*PROBLEM REQUIREMENTS:*
Set the pictures aside and transcribe exactly the lines from the one containing "of the flowering" through the final line of the records.

*Extracted records:*
* * *
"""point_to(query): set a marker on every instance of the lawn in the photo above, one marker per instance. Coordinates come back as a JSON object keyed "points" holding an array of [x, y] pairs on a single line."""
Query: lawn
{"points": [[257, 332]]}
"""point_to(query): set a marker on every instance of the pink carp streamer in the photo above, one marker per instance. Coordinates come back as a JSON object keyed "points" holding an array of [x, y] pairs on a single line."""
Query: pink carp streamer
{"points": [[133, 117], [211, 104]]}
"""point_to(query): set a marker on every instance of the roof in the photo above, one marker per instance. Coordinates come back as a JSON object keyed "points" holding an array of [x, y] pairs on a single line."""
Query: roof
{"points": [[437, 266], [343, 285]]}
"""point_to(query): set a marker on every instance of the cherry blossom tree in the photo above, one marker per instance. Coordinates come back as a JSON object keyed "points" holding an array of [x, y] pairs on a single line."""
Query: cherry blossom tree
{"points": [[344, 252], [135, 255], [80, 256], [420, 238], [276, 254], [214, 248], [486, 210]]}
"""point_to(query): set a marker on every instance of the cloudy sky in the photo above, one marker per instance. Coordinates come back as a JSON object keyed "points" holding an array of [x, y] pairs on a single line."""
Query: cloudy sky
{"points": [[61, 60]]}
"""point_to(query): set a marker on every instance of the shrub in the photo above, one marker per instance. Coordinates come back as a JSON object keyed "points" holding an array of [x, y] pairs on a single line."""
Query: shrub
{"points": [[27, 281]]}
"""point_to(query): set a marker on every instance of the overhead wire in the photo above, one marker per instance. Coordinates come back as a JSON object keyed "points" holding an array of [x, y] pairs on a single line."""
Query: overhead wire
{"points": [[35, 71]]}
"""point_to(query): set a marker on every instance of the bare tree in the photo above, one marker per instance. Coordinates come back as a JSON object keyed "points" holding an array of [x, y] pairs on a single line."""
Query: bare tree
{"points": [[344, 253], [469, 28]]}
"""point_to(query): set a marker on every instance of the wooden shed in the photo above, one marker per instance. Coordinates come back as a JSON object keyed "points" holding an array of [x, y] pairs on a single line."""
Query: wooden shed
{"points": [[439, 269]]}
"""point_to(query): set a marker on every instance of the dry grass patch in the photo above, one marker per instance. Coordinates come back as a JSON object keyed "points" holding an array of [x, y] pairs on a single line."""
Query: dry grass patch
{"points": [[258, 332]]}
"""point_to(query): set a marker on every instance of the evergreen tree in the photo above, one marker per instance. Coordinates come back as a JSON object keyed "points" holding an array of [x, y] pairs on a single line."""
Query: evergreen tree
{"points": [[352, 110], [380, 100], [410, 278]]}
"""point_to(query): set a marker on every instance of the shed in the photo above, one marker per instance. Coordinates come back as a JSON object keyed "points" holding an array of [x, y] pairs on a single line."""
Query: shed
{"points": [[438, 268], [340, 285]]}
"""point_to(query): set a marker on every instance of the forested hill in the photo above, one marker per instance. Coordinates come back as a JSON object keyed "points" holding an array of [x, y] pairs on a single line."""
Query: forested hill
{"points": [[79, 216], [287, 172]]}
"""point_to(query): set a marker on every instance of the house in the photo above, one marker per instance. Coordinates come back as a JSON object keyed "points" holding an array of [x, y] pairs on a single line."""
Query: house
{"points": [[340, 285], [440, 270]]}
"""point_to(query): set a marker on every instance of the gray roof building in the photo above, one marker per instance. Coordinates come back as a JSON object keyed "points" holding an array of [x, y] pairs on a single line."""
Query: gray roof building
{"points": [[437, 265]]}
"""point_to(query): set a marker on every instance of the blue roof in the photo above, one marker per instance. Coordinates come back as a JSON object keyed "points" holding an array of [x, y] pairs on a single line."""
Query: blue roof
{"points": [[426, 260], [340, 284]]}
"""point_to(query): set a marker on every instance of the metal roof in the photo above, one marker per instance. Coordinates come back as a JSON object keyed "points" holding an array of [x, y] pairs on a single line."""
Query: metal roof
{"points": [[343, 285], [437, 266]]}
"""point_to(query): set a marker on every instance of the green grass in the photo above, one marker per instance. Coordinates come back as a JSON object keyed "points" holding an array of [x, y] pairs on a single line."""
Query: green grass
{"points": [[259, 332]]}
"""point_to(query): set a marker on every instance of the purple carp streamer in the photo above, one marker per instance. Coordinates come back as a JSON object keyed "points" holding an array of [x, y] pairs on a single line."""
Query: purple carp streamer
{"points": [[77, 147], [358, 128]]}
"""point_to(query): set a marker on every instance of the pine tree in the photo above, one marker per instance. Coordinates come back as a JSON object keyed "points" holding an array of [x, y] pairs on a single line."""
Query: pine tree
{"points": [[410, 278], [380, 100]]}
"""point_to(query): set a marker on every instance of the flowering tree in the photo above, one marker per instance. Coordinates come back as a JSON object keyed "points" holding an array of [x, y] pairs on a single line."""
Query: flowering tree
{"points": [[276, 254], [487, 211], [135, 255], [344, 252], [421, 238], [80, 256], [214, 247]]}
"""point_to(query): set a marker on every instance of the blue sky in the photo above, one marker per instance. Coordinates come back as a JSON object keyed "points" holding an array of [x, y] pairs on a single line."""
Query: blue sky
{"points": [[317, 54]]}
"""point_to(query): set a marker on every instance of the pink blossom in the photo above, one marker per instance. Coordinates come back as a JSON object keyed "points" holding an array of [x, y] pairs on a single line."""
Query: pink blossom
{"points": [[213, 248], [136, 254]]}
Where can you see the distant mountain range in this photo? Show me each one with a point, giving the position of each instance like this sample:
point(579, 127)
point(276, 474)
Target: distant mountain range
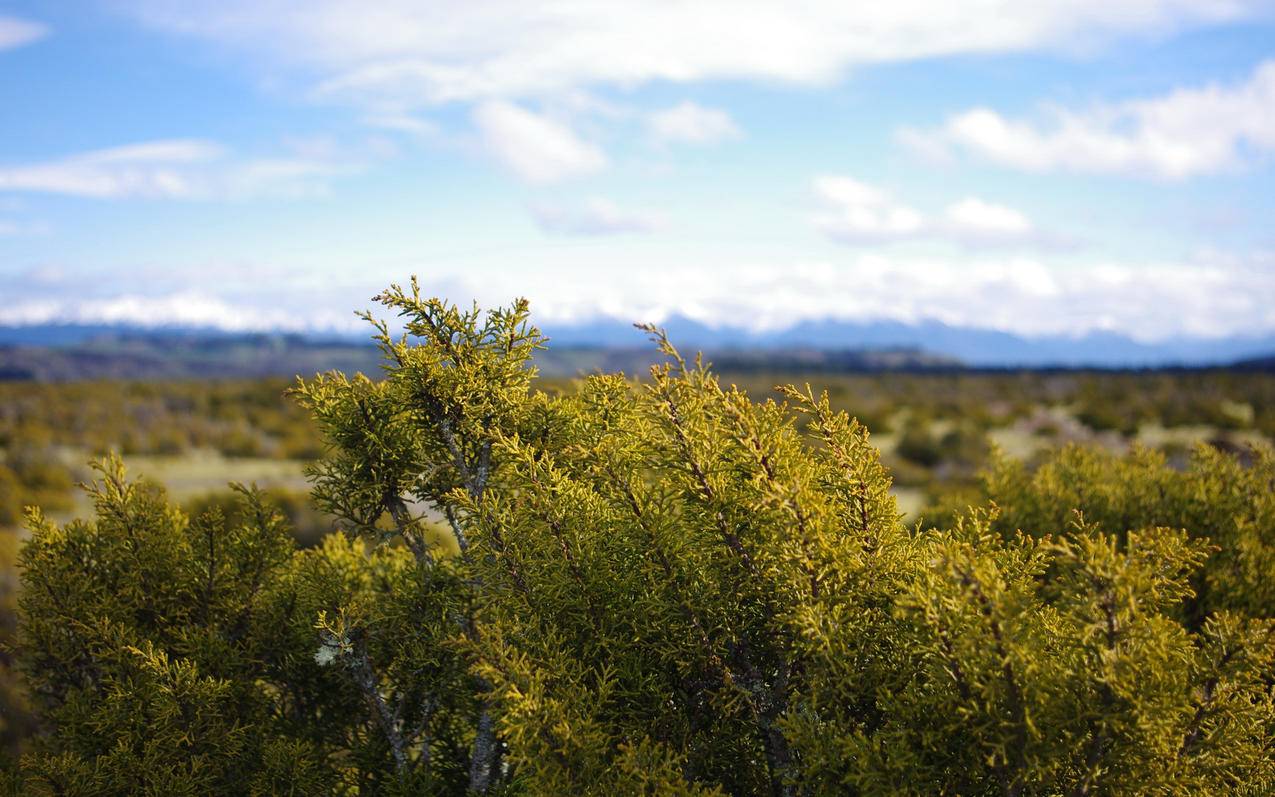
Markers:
point(972, 347)
point(60, 352)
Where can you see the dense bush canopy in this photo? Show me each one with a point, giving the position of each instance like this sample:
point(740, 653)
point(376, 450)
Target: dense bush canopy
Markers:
point(647, 588)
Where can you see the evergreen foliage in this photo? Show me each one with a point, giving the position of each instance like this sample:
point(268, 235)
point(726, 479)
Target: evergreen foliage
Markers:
point(650, 588)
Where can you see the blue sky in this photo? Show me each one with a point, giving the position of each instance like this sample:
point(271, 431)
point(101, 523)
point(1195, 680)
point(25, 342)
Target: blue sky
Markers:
point(1037, 167)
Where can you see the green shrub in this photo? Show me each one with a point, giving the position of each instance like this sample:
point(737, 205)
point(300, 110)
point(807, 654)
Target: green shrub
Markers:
point(661, 588)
* * *
*TASK RESPONSE:*
"""point_to(query): set a marker on every instance of the flowering tree in the photo above, one marker per instance. Coordinates come back as a JSON object keyed "points" holding an array of [x, y] pairs on a single line."""
Query: flowering tree
{"points": [[276, 254], [487, 211], [135, 255], [344, 252], [421, 238], [80, 256], [214, 247]]}
"""point_to(query): set a marker on every instance of the blue sky in the photo above, one marker per instance. Coordinates come back as a JSON object keyed "points" holding an array of [x, y] pairs on a single line."""
Query: blue sky
{"points": [[317, 54]]}
"""point_to(query): set a marker on every instance of the pink blossom in the photo above, one marker per instance. Coordinates come back as a JSON object keyed "points" holding an array of [x, y] pairs on a single line."""
Query: pink blossom
{"points": [[213, 248], [136, 254]]}
Where can you see the distant mountain range in this photo? Show me each one with a point, giving the position of each instance like this sample:
point(579, 127)
point(276, 474)
Target: distant mountain range
Markers:
point(972, 347)
point(60, 352)
Where can you see the dense bush canopy in this photo? Show me each one with a point, giving the position of each instance like this sample:
point(740, 653)
point(376, 450)
Target: dense bush canopy
Markers:
point(647, 588)
Where can you see the evergreen foliage in this photo? Show me each one with a point, giving the position of each instance like this sample:
point(268, 235)
point(726, 479)
Target: evergreen foliage
Markers:
point(650, 588)
Where can you see the blue sky in this photo? Show me each one with a point, giving the position of each instance like this sample:
point(271, 431)
point(101, 523)
point(1195, 680)
point(25, 342)
Target: blue sky
Markers:
point(1037, 167)
Where can you see the green shrub in this photo? Show me each one with a point, giving the position of each instance like this sample:
point(737, 205)
point(300, 110)
point(807, 654)
Target: green shrub
Markers:
point(661, 588)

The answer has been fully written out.